** EXERCISE **
Copy out the final stretch of the listing: the line that contains "Target: wooden fence" and all lines after it, exactly as they appear.

● ● ● ●

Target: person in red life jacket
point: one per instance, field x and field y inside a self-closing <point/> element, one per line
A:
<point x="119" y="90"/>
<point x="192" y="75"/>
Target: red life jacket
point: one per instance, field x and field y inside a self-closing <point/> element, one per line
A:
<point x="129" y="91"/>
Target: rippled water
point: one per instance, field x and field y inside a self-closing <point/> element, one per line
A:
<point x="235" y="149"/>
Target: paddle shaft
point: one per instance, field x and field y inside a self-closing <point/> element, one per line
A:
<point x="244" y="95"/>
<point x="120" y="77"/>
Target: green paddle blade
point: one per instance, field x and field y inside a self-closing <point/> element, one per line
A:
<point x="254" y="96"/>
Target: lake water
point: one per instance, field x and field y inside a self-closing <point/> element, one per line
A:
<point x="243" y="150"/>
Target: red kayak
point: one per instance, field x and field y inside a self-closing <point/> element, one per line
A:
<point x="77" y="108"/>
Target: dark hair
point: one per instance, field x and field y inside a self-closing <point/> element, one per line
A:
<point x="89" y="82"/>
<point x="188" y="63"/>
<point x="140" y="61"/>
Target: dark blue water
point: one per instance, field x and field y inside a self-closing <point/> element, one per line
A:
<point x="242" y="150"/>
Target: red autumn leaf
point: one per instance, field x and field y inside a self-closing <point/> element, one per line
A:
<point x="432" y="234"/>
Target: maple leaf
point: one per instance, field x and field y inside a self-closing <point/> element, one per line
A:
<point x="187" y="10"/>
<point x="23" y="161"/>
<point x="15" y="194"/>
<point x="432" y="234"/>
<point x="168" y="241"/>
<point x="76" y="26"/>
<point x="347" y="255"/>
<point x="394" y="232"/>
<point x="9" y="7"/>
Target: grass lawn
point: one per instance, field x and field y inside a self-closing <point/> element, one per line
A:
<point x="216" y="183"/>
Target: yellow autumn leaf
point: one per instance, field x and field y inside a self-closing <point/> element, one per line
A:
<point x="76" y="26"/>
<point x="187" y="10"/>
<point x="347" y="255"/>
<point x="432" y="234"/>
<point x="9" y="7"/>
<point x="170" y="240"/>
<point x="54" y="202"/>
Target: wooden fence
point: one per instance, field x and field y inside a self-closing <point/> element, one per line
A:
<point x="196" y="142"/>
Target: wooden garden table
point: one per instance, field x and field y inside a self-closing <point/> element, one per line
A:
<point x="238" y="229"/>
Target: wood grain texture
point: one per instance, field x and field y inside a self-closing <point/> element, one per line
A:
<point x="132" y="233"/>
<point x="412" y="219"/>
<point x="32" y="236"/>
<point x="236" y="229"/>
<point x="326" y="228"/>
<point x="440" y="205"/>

● ● ● ●

** FINAL ANSWER **
Target: wooden fence
point: one per instance, field x and field y inside a self-closing <point/> element, one per line
A:
<point x="196" y="142"/>
Target: wooden garden table
point: one per instance, field x and field y inside a self-closing <point/> element, one per line
A:
<point x="238" y="229"/>
Target: wood grain texture
point: one per instance, field x and field y inside a self-closing <point/> element, one per line
A:
<point x="132" y="233"/>
<point x="412" y="219"/>
<point x="32" y="236"/>
<point x="236" y="229"/>
<point x="326" y="228"/>
<point x="440" y="205"/>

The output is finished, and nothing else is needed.